**TASK REQUIREMENTS**
Your response should consist solely of the records, written out exactly.

**Region pointing data**
☆ ☆ ☆ ☆ ☆

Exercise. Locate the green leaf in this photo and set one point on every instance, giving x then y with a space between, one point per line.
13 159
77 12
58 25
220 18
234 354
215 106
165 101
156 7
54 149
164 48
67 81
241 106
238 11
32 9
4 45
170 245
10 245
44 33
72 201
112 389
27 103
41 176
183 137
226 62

☆ ☆ ☆ ☆ ☆

**ANSWER SECTION**
Exercise. Locate the green leaf in this photo and set one point on every instance, giving x then y with a space between, one point per line.
13 159
77 12
58 25
220 18
234 354
215 106
165 101
156 7
54 149
164 48
67 81
241 106
238 11
32 9
4 45
170 245
10 245
44 33
72 201
112 389
27 103
41 176
183 137
226 62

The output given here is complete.